→ **To do**
In your transcription, keep every record exact and leave out the pictures.

→ **Source data**
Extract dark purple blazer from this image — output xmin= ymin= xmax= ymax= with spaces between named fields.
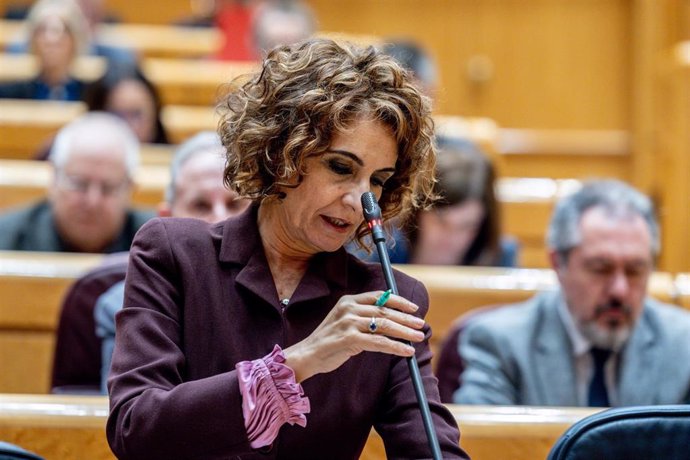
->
xmin=107 ymin=206 xmax=469 ymax=460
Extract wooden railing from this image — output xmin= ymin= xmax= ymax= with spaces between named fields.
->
xmin=0 ymin=250 xmax=683 ymax=394
xmin=0 ymin=393 xmax=602 ymax=460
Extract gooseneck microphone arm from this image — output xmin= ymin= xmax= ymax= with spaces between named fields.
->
xmin=360 ymin=192 xmax=443 ymax=460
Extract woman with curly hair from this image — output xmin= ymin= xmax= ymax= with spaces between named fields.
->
xmin=106 ymin=38 xmax=469 ymax=460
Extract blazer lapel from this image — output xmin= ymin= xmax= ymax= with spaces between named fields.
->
xmin=533 ymin=292 xmax=579 ymax=406
xmin=617 ymin=302 xmax=659 ymax=405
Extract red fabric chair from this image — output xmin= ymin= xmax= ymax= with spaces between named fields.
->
xmin=50 ymin=252 xmax=128 ymax=394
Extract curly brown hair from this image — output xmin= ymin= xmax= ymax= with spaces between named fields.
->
xmin=218 ymin=38 xmax=437 ymax=246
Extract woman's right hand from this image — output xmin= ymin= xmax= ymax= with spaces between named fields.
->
xmin=282 ymin=291 xmax=426 ymax=383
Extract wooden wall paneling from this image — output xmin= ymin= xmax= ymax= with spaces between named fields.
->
xmin=307 ymin=0 xmax=632 ymax=129
xmin=655 ymin=43 xmax=690 ymax=273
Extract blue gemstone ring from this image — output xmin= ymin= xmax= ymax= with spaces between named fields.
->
xmin=368 ymin=317 xmax=378 ymax=333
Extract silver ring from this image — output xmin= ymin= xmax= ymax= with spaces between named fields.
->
xmin=368 ymin=317 xmax=378 ymax=333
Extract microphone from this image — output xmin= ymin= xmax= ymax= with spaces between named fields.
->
xmin=360 ymin=192 xmax=443 ymax=460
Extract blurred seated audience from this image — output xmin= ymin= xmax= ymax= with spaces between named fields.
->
xmin=356 ymin=138 xmax=518 ymax=267
xmin=5 ymin=0 xmax=136 ymax=65
xmin=0 ymin=111 xmax=154 ymax=252
xmin=33 ymin=61 xmax=170 ymax=161
xmin=213 ymin=0 xmax=257 ymax=60
xmin=84 ymin=61 xmax=170 ymax=144
xmin=52 ymin=131 xmax=250 ymax=393
xmin=451 ymin=179 xmax=690 ymax=407
xmin=382 ymin=39 xmax=438 ymax=99
xmin=403 ymin=138 xmax=518 ymax=266
xmin=215 ymin=0 xmax=315 ymax=60
xmin=0 ymin=0 xmax=89 ymax=101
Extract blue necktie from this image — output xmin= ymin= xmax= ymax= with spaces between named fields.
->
xmin=588 ymin=347 xmax=611 ymax=407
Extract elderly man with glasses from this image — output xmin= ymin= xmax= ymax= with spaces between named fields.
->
xmin=0 ymin=111 xmax=153 ymax=253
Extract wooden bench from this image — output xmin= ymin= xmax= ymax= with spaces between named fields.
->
xmin=0 ymin=99 xmax=220 ymax=158
xmin=0 ymin=393 xmax=601 ymax=460
xmin=0 ymin=53 xmax=257 ymax=106
xmin=0 ymin=19 xmax=382 ymax=60
xmin=0 ymin=252 xmax=103 ymax=394
xmin=363 ymin=404 xmax=602 ymax=460
xmin=0 ymin=250 xmax=680 ymax=394
xmin=0 ymin=156 xmax=564 ymax=267
xmin=496 ymin=128 xmax=631 ymax=179
xmin=677 ymin=274 xmax=690 ymax=309
xmin=0 ymin=159 xmax=168 ymax=211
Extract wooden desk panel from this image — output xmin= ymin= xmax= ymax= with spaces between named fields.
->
xmin=676 ymin=274 xmax=690 ymax=309
xmin=0 ymin=99 xmax=86 ymax=159
xmin=0 ymin=20 xmax=381 ymax=60
xmin=0 ymin=156 xmax=564 ymax=268
xmin=0 ymin=394 xmax=600 ymax=460
xmin=0 ymin=99 xmax=218 ymax=158
xmin=0 ymin=394 xmax=113 ymax=460
xmin=0 ymin=257 xmax=679 ymax=394
xmin=363 ymin=405 xmax=601 ymax=460
xmin=0 ymin=252 xmax=103 ymax=393
xmin=0 ymin=159 xmax=168 ymax=210
xmin=496 ymin=128 xmax=631 ymax=180
xmin=0 ymin=53 xmax=257 ymax=106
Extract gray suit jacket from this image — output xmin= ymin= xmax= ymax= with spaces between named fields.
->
xmin=0 ymin=200 xmax=153 ymax=253
xmin=454 ymin=290 xmax=690 ymax=406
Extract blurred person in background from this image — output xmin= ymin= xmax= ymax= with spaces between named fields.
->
xmin=0 ymin=111 xmax=153 ymax=252
xmin=0 ymin=0 xmax=89 ymax=101
xmin=84 ymin=61 xmax=170 ymax=145
xmin=353 ymin=138 xmax=518 ymax=268
xmin=5 ymin=0 xmax=137 ymax=65
xmin=215 ymin=0 xmax=315 ymax=60
xmin=94 ymin=131 xmax=252 ymax=393
xmin=401 ymin=139 xmax=518 ymax=267
xmin=453 ymin=179 xmax=690 ymax=407
xmin=33 ymin=60 xmax=170 ymax=161
xmin=382 ymin=39 xmax=438 ymax=99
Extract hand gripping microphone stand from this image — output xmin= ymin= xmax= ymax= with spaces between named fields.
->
xmin=361 ymin=192 xmax=442 ymax=460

→ **Result**
Extract dark purple blazer from this image — output xmin= ymin= xmax= ymax= with spaces between named fields.
->
xmin=107 ymin=206 xmax=469 ymax=460
Extract wooden railing from this image — output xmin= ymin= xmax= ymax= with spaces between named fields.
->
xmin=0 ymin=250 xmax=683 ymax=394
xmin=0 ymin=393 xmax=602 ymax=460
Extract gooseneck microphone arm from this image — output xmin= ymin= xmax= ymax= with spaces between named fields.
->
xmin=360 ymin=192 xmax=443 ymax=460
Extract woman with curly hair from this image — output xmin= ymin= xmax= ymax= with spaces between named fields.
->
xmin=106 ymin=38 xmax=469 ymax=460
Extract blazer lapel from this image — output xmin= ymin= xmax= ymax= with spaces between named fields.
->
xmin=533 ymin=292 xmax=579 ymax=406
xmin=617 ymin=302 xmax=659 ymax=405
Extract red fabric chair from this image — output xmin= ymin= xmax= ymax= with spaces between named fields.
->
xmin=50 ymin=252 xmax=128 ymax=394
Extract curly brown hair from this image — output xmin= ymin= xmax= ymax= with spaces between named fields.
->
xmin=218 ymin=38 xmax=437 ymax=246
Extract woman's right hand from this image — output xmin= ymin= xmax= ymax= with spaces between named fields.
->
xmin=282 ymin=291 xmax=426 ymax=383
Extract wooden wall paneling from this image — output xmin= ymin= xmax= ymax= with spaces between named fields.
->
xmin=307 ymin=0 xmax=632 ymax=129
xmin=655 ymin=43 xmax=690 ymax=273
Extract blue gemstone ring from this image — output xmin= ymin= xmax= ymax= with spaces between named fields.
->
xmin=368 ymin=317 xmax=378 ymax=333
Extract silver ring from this image — output xmin= ymin= xmax= ymax= with spaces between named fields.
->
xmin=368 ymin=317 xmax=378 ymax=333
Extract microphone from this image — output xmin= ymin= xmax= ymax= with spaces between named fields.
->
xmin=360 ymin=192 xmax=443 ymax=460
Extract blurred seated audience from this image — output xmin= ymin= xmax= ymax= with spaces between named fields.
->
xmin=356 ymin=138 xmax=518 ymax=267
xmin=5 ymin=0 xmax=136 ymax=65
xmin=0 ymin=111 xmax=154 ymax=252
xmin=33 ymin=61 xmax=170 ymax=161
xmin=213 ymin=0 xmax=257 ymax=60
xmin=84 ymin=61 xmax=170 ymax=144
xmin=52 ymin=131 xmax=250 ymax=393
xmin=451 ymin=179 xmax=690 ymax=407
xmin=382 ymin=39 xmax=438 ymax=99
xmin=403 ymin=138 xmax=518 ymax=266
xmin=215 ymin=0 xmax=315 ymax=60
xmin=0 ymin=0 xmax=89 ymax=101
Extract blue necktie from this image — output xmin= ymin= xmax= ymax= with spaces between named fields.
->
xmin=588 ymin=347 xmax=611 ymax=407
Extract elderly man with glasses from this image — output xmin= ymin= xmax= ymax= with spaces between named fields.
->
xmin=0 ymin=111 xmax=153 ymax=253
Extract wooden bench from this image — output xmin= ymin= xmax= ymax= with spaces between named fields.
->
xmin=0 ymin=99 xmax=220 ymax=158
xmin=0 ymin=393 xmax=601 ymax=460
xmin=0 ymin=53 xmax=257 ymax=106
xmin=0 ymin=19 xmax=382 ymax=60
xmin=0 ymin=252 xmax=103 ymax=394
xmin=363 ymin=404 xmax=602 ymax=460
xmin=0 ymin=250 xmax=680 ymax=394
xmin=0 ymin=156 xmax=564 ymax=267
xmin=496 ymin=128 xmax=631 ymax=179
xmin=677 ymin=274 xmax=690 ymax=309
xmin=0 ymin=159 xmax=168 ymax=211
Extract wooden desk panel from this image — output xmin= ymin= xmax= ymax= with spaces between named fields.
->
xmin=676 ymin=274 xmax=690 ymax=309
xmin=0 ymin=99 xmax=86 ymax=159
xmin=0 ymin=20 xmax=381 ymax=60
xmin=0 ymin=156 xmax=564 ymax=268
xmin=0 ymin=394 xmax=600 ymax=460
xmin=0 ymin=99 xmax=218 ymax=158
xmin=0 ymin=394 xmax=113 ymax=460
xmin=0 ymin=257 xmax=679 ymax=394
xmin=363 ymin=405 xmax=601 ymax=460
xmin=0 ymin=252 xmax=103 ymax=393
xmin=0 ymin=159 xmax=168 ymax=210
xmin=496 ymin=128 xmax=631 ymax=180
xmin=0 ymin=53 xmax=257 ymax=106
Extract gray suit jacket from this image — output xmin= ymin= xmax= ymax= with spaces between named fields.
->
xmin=0 ymin=200 xmax=153 ymax=253
xmin=454 ymin=290 xmax=690 ymax=406
Extract blurred person in background from this image — output xmin= ymin= xmax= ymax= with spaces between named fields.
->
xmin=0 ymin=111 xmax=153 ymax=252
xmin=0 ymin=0 xmax=89 ymax=101
xmin=84 ymin=61 xmax=170 ymax=145
xmin=353 ymin=138 xmax=518 ymax=268
xmin=5 ymin=0 xmax=137 ymax=65
xmin=215 ymin=0 xmax=315 ymax=60
xmin=94 ymin=131 xmax=252 ymax=393
xmin=401 ymin=139 xmax=518 ymax=267
xmin=453 ymin=179 xmax=690 ymax=407
xmin=33 ymin=60 xmax=170 ymax=161
xmin=382 ymin=39 xmax=438 ymax=99
Extract hand gripping microphone stand from this image — output xmin= ymin= xmax= ymax= with spaces between named fields.
->
xmin=361 ymin=192 xmax=442 ymax=460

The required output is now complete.